:: Task directions ::
Where "icon" appears in a line of the entries below, that line should be copied.

:: Data supplied ::
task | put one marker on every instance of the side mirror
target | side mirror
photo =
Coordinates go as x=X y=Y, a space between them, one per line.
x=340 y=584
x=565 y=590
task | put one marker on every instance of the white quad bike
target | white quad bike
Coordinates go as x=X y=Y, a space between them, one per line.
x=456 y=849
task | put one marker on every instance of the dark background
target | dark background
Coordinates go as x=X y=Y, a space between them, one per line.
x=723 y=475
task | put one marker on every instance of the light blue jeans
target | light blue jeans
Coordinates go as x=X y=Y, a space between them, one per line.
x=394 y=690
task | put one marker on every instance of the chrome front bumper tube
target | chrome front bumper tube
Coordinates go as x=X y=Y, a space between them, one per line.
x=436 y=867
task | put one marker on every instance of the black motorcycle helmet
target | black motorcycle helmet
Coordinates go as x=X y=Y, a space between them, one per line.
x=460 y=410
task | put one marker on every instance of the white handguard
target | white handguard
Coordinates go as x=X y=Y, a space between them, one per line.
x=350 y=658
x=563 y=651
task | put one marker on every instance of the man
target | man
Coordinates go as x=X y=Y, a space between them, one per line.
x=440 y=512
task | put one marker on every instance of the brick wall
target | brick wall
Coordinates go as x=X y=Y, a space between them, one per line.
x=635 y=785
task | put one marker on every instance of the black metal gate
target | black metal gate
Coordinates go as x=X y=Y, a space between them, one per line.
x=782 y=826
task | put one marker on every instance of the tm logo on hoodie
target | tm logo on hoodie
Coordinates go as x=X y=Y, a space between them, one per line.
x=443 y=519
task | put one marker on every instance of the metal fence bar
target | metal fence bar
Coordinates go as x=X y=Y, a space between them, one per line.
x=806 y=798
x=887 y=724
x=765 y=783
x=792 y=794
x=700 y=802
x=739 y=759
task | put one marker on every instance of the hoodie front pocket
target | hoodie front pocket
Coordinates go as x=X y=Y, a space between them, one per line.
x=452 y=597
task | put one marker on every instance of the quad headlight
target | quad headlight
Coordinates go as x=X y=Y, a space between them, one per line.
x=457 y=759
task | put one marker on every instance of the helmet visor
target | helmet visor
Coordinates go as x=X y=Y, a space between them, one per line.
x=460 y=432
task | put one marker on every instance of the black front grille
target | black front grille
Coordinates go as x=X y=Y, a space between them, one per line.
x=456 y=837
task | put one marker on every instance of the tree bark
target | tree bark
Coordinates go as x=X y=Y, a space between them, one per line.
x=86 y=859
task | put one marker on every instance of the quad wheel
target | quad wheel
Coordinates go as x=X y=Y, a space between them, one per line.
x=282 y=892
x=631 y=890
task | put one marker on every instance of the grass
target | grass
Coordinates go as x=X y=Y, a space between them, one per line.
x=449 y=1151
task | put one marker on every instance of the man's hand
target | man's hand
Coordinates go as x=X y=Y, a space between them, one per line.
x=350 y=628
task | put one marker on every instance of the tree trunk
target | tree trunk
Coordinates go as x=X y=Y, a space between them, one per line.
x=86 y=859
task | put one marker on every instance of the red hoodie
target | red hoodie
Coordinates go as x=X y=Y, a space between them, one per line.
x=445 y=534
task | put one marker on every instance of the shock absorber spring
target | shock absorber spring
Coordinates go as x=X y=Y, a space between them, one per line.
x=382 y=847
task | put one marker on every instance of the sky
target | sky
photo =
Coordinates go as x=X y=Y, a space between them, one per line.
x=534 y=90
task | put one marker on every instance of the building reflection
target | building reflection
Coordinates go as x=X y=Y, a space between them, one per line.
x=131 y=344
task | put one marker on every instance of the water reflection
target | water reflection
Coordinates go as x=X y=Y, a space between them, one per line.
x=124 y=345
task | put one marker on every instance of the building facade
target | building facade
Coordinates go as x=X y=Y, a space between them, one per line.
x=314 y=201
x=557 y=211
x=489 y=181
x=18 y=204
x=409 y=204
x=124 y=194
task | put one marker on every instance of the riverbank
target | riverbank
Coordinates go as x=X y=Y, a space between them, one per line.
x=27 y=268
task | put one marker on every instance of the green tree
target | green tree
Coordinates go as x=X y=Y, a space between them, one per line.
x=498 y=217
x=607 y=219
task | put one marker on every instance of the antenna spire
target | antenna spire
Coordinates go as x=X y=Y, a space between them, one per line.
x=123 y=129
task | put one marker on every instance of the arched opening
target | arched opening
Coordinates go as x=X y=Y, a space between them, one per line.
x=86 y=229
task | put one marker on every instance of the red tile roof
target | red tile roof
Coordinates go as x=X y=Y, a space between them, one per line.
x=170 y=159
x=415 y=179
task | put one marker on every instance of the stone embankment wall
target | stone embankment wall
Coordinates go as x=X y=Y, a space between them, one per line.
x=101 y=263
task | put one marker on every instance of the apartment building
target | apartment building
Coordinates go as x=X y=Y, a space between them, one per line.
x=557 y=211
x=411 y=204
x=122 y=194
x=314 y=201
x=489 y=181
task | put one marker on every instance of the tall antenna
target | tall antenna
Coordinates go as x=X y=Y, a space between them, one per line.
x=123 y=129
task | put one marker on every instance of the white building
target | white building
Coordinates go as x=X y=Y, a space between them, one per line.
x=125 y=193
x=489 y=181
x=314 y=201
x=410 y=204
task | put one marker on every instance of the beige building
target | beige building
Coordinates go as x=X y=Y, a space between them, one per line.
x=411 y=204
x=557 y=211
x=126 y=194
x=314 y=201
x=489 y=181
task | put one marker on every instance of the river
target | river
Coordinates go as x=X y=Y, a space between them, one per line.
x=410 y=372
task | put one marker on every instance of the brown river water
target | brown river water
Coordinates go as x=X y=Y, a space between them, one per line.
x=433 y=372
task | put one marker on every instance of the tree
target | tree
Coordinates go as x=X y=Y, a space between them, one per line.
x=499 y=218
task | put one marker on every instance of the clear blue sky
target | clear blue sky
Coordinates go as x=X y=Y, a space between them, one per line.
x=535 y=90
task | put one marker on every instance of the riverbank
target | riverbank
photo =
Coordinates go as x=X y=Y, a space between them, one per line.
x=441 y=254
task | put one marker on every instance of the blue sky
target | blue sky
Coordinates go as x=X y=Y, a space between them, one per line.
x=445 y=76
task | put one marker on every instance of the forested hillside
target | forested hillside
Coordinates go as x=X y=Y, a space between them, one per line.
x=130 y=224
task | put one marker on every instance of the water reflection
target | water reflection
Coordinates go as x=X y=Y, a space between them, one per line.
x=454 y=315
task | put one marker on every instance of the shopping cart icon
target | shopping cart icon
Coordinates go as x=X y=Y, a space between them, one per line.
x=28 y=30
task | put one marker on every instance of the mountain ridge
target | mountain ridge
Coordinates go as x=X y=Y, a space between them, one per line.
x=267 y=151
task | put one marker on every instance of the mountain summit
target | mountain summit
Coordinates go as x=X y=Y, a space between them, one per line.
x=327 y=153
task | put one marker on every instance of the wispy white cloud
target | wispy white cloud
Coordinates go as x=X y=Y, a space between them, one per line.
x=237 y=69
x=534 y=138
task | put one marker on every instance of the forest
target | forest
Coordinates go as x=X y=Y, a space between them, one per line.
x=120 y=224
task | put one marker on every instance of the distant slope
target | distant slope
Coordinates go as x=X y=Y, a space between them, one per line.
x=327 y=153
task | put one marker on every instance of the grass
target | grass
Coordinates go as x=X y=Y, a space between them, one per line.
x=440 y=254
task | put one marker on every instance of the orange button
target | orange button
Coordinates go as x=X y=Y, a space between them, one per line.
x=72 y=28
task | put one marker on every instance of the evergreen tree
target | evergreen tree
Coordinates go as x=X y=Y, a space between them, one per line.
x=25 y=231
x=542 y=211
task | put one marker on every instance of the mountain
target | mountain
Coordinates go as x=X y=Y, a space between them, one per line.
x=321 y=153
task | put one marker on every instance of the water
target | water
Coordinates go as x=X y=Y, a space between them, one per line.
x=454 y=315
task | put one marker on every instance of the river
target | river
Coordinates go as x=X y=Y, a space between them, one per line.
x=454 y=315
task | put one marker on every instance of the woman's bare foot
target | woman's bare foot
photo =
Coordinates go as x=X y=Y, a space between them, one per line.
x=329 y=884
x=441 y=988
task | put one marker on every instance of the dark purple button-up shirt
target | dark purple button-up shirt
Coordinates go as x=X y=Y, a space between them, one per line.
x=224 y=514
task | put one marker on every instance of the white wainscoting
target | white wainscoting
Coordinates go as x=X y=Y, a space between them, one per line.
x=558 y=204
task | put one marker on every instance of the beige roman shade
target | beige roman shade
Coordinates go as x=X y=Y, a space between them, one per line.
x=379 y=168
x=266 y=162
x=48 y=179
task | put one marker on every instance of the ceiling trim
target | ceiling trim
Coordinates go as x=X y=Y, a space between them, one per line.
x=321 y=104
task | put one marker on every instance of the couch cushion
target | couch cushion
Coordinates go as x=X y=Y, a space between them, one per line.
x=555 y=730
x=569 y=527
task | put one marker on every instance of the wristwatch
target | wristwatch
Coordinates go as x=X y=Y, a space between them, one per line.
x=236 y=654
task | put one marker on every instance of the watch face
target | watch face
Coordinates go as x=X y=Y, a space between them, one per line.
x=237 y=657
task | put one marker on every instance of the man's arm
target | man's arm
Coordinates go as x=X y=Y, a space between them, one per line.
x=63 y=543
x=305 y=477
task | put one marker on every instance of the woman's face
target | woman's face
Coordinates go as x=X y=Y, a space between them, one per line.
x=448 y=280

:: Solution to the exercise ::
task | put one marker on every instance of the shopping cart icon
target | shopping cart icon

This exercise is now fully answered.